Exercise: Reproduce the data below line for line, without the pictures.

______________________________

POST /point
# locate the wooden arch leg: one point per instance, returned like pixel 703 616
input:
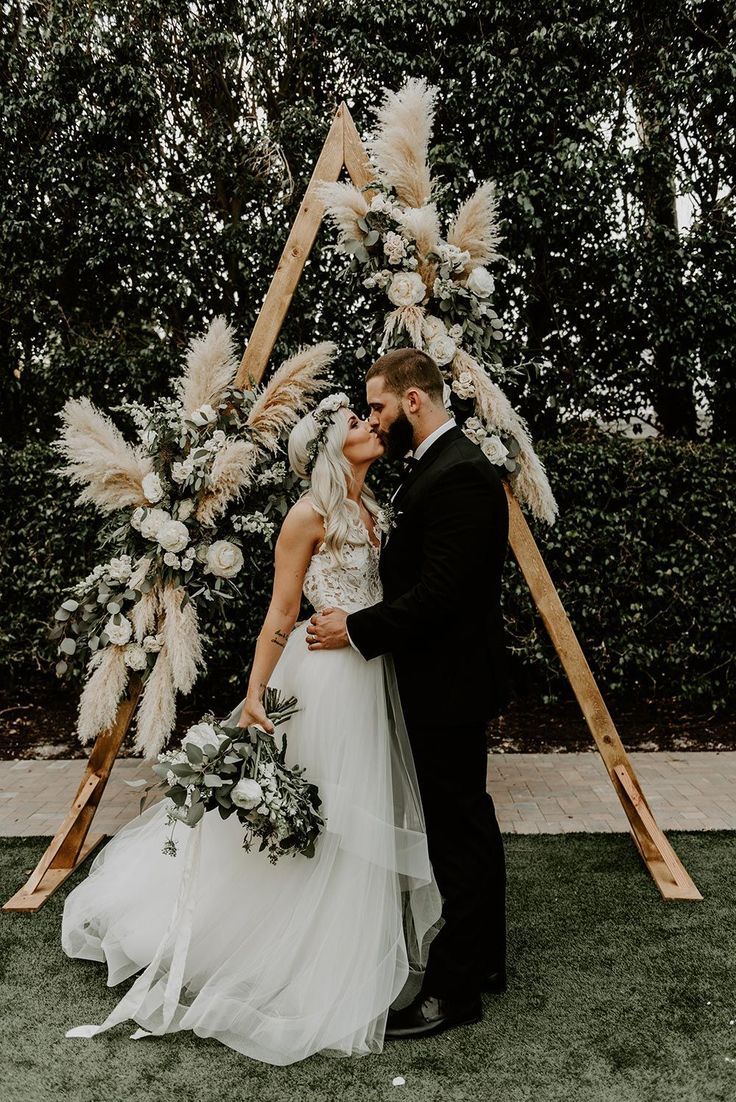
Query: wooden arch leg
pixel 662 862
pixel 71 844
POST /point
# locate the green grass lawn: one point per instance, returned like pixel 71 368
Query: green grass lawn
pixel 615 996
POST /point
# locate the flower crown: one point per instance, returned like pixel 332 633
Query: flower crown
pixel 324 417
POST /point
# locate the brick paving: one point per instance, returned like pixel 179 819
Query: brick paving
pixel 533 793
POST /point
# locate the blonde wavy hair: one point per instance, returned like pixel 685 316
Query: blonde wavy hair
pixel 331 477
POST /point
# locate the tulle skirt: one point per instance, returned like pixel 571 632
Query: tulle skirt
pixel 277 961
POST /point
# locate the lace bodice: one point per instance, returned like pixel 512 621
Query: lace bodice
pixel 350 585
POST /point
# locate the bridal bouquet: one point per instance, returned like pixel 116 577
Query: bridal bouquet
pixel 439 288
pixel 177 524
pixel 238 770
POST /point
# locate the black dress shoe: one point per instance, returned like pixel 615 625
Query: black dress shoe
pixel 495 982
pixel 429 1015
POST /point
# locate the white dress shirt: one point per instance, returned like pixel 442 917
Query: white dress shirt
pixel 418 453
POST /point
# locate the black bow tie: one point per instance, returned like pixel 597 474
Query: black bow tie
pixel 409 464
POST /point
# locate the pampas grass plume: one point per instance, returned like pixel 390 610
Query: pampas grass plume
pixel 210 367
pixel 100 697
pixel 278 409
pixel 98 457
pixel 400 146
pixel 157 709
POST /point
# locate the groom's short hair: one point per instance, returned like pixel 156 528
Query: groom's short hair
pixel 402 368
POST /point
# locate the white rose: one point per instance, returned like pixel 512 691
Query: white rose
pixel 480 282
pixel 180 472
pixel 474 430
pixel 119 634
pixel 202 734
pixel 136 657
pixel 464 386
pixel 152 488
pixel 442 349
pixel 173 536
pixel 407 289
pixel 152 522
pixel 433 327
pixel 494 449
pixel 247 793
pixel 394 247
pixel 204 416
pixel 119 569
pixel 224 559
pixel 216 441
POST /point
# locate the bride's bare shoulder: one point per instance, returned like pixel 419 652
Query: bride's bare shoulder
pixel 304 519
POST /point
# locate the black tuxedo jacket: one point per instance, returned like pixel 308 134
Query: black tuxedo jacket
pixel 441 570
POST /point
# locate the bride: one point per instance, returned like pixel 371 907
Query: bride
pixel 306 955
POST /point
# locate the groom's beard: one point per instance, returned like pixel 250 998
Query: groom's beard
pixel 399 438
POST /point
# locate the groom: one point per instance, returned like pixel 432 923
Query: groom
pixel 441 620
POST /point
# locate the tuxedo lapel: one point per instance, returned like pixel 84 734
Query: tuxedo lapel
pixel 430 455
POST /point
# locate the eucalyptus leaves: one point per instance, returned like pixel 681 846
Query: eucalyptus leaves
pixel 439 289
pixel 242 771
pixel 176 527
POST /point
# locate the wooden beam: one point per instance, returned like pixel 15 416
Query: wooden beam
pixel 295 251
pixel 659 856
pixel 69 845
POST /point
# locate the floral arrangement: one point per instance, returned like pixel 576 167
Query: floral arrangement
pixel 324 417
pixel 176 524
pixel 241 771
pixel 439 289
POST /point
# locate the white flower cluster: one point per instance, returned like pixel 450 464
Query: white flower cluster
pixel 224 559
pixel 450 255
pixel 394 247
pixel 491 445
pixel 255 522
pixel 198 458
pixel 441 343
pixel 117 571
pixel 274 475
pixel 206 414
pixel 464 386
pixel 383 205
pixel 406 289
pixel 379 279
pixel 480 282
pixel 159 526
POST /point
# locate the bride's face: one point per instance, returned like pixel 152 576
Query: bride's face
pixel 361 445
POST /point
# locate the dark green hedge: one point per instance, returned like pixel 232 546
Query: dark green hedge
pixel 639 555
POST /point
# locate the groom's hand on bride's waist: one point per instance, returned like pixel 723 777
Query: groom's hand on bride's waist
pixel 326 630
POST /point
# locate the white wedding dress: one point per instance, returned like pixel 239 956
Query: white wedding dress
pixel 306 955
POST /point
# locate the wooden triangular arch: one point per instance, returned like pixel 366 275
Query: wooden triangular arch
pixel 71 845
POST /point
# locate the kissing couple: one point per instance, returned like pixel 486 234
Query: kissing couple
pixel 397 925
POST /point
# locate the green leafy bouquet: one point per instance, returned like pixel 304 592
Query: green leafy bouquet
pixel 242 771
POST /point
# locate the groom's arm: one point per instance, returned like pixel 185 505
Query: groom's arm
pixel 465 538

______________________________

Correct result:
POST /point
# locate the wooden arch leg: one point per instance, returned like pixel 703 616
input:
Query: wooden arch leg
pixel 662 862
pixel 71 844
POST /point
# locate the green grass lawn: one point per instance, returned like pixel 71 368
Query: green grass lawn
pixel 615 996
POST /point
# locate the flower crown: one point per instance, returned like pixel 332 633
Query: flower crown
pixel 324 417
POST /point
# locate the brick paving: one point per instance, returned like pixel 179 819
Query: brick paving
pixel 533 793
POST /point
# locate the blonde wavy hair: one point per instance, returned like pixel 685 316
Query: blonde wavy hair
pixel 331 477
POST /point
# locate the tulle skirt: one point per instance, returned like pixel 571 632
Query: tulle skirt
pixel 277 961
POST /point
# locate the lace bodice: one point per instance, returned like pixel 512 621
Query: lace bodice
pixel 350 585
POST /point
# locate the bridal bouquet: one point per instance, returned like pixel 116 577
Query: bridal bouquet
pixel 439 288
pixel 177 524
pixel 238 770
POST /point
# locate the black dress shoe: one point per instance, returned like pixel 615 625
Query: black dress shoe
pixel 495 982
pixel 429 1015
POST /point
# locate the white dress shirt: one point per instance, returned like pixel 442 917
Query: white dress shirt
pixel 418 453
POST /point
# locate the black bow tie: one point per instance, returned like pixel 597 474
Query: black bow tie
pixel 409 464
POST /point
# locate the pampas grass plume: one point per instance, returned like pixel 390 610
Query: pampas grass plume
pixel 210 367
pixel 100 697
pixel 278 409
pixel 98 457
pixel 400 146
pixel 157 709
POST /point
# locate the groom's short hair: one point per instance, returned like pixel 156 528
Query: groom's short hair
pixel 402 368
POST /point
# locate the white rose: one point per instance, returned like pixel 512 691
Query: white rose
pixel 480 282
pixel 180 472
pixel 474 430
pixel 119 634
pixel 202 734
pixel 136 657
pixel 464 386
pixel 152 488
pixel 442 349
pixel 173 536
pixel 407 289
pixel 152 522
pixel 433 327
pixel 494 449
pixel 247 793
pixel 394 247
pixel 204 416
pixel 119 569
pixel 224 559
pixel 216 441
POST /point
# locate the bride's bare shoulder: one point per instance, returned like pixel 419 652
Query: bride's bare shoulder
pixel 304 519
POST /point
# locate the black tuxedo jacket: one point per instance, returned like pixel 308 134
Query: black tuxedo jacket
pixel 441 570
POST /point
# locate the bride: one point per instance, returned like pixel 371 907
Query: bride
pixel 306 955
POST /point
# locate the groom's beard: one point per instance, returned like pixel 250 998
Query: groom's beard
pixel 399 438
POST /point
# locate the groom: one point per instance, returned like pixel 432 923
Query: groom
pixel 441 620
POST /point
# locate the tuxedo lapel: one point per instance, returned like pixel 84 734
Query: tuxedo lapel
pixel 430 455
POST /point
# locate the eucalyptus leaves: one point per instance, returned like pixel 681 846
Query: eucalyptus leaves
pixel 439 289
pixel 242 771
pixel 176 527
POST /point
# locate the wooden beam: one point per instance, returned like pixel 15 416
Query: wooden beam
pixel 295 251
pixel 659 856
pixel 69 845
POST /point
# locate the floral arrangement: one point per instance, returned like pixel 576 167
Query: floral arrangement
pixel 324 417
pixel 176 524
pixel 241 771
pixel 439 289
POST /point
# locate the white flower cluster: one point per instance, returned like pixel 450 464
Query: white flower cluster
pixel 224 559
pixel 450 255
pixel 394 247
pixel 491 445
pixel 255 522
pixel 198 458
pixel 441 343
pixel 117 571
pixel 274 475
pixel 206 414
pixel 464 386
pixel 383 205
pixel 406 289
pixel 379 279
pixel 480 282
pixel 159 526
POST /point
# locate the bride's face: one point per instance, returned like pixel 152 576
Query: bride's face
pixel 361 445
POST /point
# locate the dark green hedge: one point per instance, returned like pixel 232 546
Query: dark green hedge
pixel 639 555
POST /point
# locate the groom's hand on bride's waist: one point per instance, returned like pixel 723 777
Query: groom's hand on bride's waist
pixel 326 630
POST /point
# locate the white wedding dress: one point per instance, returned like pixel 239 956
Query: white wedding dress
pixel 306 955
POST /point
# locate the wooden triangular arch: one point per instance, returned like pixel 366 275
Query: wooden triangular arch
pixel 71 845
POST /point
# locate the kissing couple: one point per instance, returned like pixel 486 234
Query: kissing couple
pixel 397 925
POST /point
# locate the green leafy bouquet: one point per instance, returned like pixel 304 592
Query: green leafy bouquet
pixel 242 771
POST /point
# locate the groom's arm: one point per instance, returned like pixel 185 505
Query: groom's arm
pixel 465 538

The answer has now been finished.